- [TEXT PROVIDED]:
________________
Institutional knowledge and expertise had been lost, and other assets had been mothballed or lost entirely. The effect was to leave them fighting a General Election with an operation which had lost its edge. Some veterans of the EU referendum battle who saw CCHQ in action were troubled by comparisons with the energetic Vote Leave campaign – “it felt sleepy…We had more money, more resources but less energy.”

Faded data

The shrinking of CCHQ had involved closing down some functions entirely, such as the ShareTheFacts website which had provided accessible messages and rebuttal for activists to share online.

Furthermore, data degrades over time – people move house, change email address, die, marry, change their minds, gain new concerns or interests and so on.

For example, after the 2010 election, the Conservative Party held about 500,000 email addresses, which had shrunk to about 300,000 which were still usable by the time planning began again in 2013. By the end of the 2015 General Election, that list had grown to around 1.4 million through proactive gathering of addresses through online campaigns – but, by April 2017, almost two years of leakage had again drastically reduced the list.

The same went for data gathered through canvassing. CCHQ’s Voter ID and Get Out The Vote operation in 2015 had worked well, particularly in its ruthless targeting of voters in what were then Lib Dem seats. But that data was now out of date, and even the proportion of it which was still usable was now far less relevant. The 2017 battlegrounds largely weren’t in those former Lib Dem seats, and the potential swing vote mostly wasn’t Lib-Con. Data on the disillusioned former Labour and UKIP voters in Midlands and Northern seats was in short supply. The Conservative Party had played no formal role in the EU referendum, and so had no Leave/Remain canvassing data of its own. And the intervening local and mayoral elections had not yielded enough data to overcome either problem. The advent of Brexit had certainly fractured old loyalties, but the Conservative Party only had a limited idea of where this had happened, and who it had happened to.
________________
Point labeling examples

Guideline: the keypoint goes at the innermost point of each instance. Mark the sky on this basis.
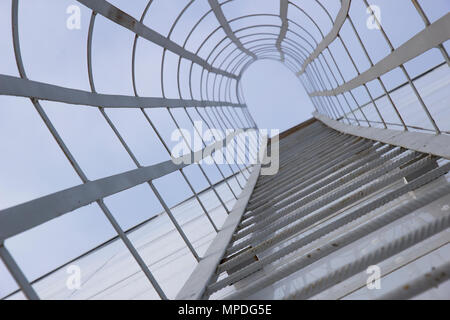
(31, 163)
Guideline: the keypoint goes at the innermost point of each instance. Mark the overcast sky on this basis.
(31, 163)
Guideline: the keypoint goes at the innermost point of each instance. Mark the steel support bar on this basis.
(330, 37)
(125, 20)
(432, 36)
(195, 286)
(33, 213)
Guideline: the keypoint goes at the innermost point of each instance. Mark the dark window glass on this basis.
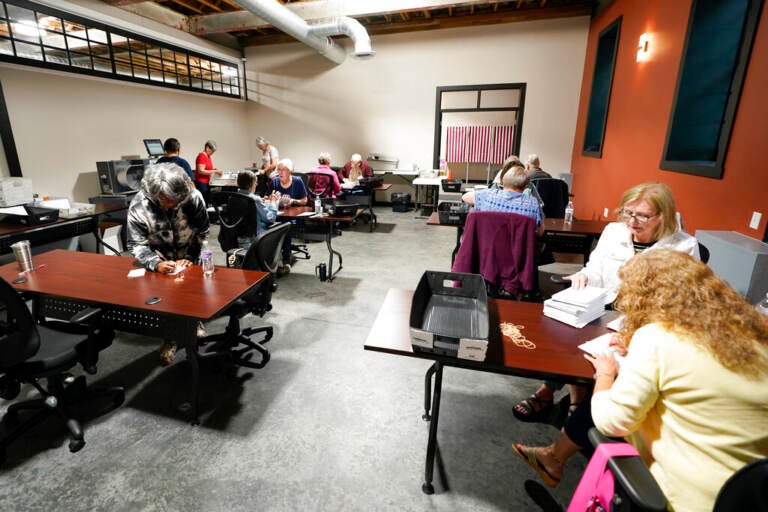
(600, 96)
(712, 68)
________________
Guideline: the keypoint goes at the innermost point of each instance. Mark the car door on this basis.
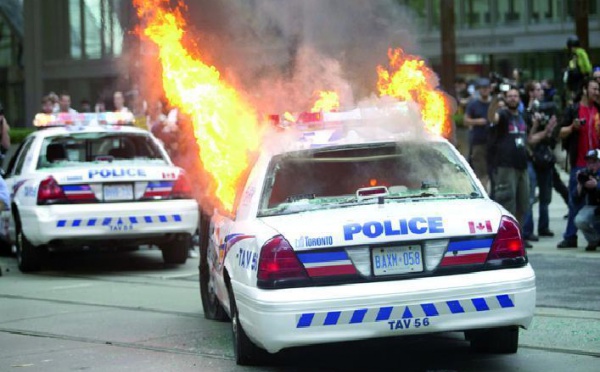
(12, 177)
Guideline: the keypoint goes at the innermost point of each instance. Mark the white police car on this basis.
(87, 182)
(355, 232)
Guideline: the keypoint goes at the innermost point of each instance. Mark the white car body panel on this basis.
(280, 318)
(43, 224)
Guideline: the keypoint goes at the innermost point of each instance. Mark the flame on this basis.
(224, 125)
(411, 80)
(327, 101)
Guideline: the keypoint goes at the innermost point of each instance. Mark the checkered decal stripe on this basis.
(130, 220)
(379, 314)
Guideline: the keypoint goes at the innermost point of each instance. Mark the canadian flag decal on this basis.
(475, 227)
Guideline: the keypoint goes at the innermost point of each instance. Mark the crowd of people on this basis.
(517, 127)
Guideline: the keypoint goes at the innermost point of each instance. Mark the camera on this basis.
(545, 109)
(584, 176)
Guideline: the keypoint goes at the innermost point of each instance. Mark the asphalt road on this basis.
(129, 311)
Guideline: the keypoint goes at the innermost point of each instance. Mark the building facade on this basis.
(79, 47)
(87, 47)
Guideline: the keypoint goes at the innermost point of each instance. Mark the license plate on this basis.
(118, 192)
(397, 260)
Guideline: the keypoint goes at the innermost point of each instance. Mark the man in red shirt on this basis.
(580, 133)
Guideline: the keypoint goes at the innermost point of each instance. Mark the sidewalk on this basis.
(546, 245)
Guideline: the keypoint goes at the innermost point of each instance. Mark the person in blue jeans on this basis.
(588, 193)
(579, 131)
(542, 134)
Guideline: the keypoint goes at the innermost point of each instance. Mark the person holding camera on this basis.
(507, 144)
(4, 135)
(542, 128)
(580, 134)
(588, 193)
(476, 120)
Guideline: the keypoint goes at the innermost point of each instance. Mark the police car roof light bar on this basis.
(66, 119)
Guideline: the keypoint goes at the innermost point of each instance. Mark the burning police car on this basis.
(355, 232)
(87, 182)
________________
- [TASK REQUIREMENTS]:
1. Could you print the stretch of the passage on CCHQ's campaign data from "For example, after" through "reduced the list."?
2. How would the passage on CCHQ's campaign data go on after its final sentence? Continue it.

- [EXPECTED OUTPUTS]:
1.
For example, after the 2010 election, the Conservative Party held about 500,000 email addresses, which had shrunk to about 300,000 which were still usable by the time planning began again in 2013. By the end of the 2015 General Election, that list had grown to around 1.4 million through proactive gathering of addresses through online campaigns – but, by April 2017, almost two years of leakage had again drastically reduced the list.

2.
Consider these problems, and we can start to see why it simply wasn’t possible for the old team to walk through the door and immediately return to their former effectiveness. “Drive the car as we build it,” became an unofficial mantra – what had taken them two years to construct in peacetime, now had to be cobbled back together over days or weeks under the full-on, all-consuming pressure of a General Election campaign.

The message and the chain of command

Having been brought back together, and increasingly aware of the challenges that faced them, the team had to get going immediately. Even though the Fixed Term Parliaments Act technically meant waiting for the approval of Parliament, there was little doubt that that approval would be granted. The campaign was already underway.

After informing the full Cabinet of her decision at 9am on that Tuesday morning, May had fired the starting gun on the campaign shortly after 11, and her chosen message was duly delivered to the nation. She cited the threats by Labour, the Liberal Democrats, the SNP, and assorted Lords to disrupt and jeopardise the Brexit process – setting out her stall as offering “strong and stable” leadership to get the country through the process of leaving the European Union. She had chosen to fight on Brexit.

Even on the day, there was concern among some of those close to the Prime Minister about this message. “It was about a month late,” says one, citing the fact that the Opposition had signally failed to actually defeat the Government on any Brexit votes, “The framing was just wrong. It was a Brexit election without anything to debate.”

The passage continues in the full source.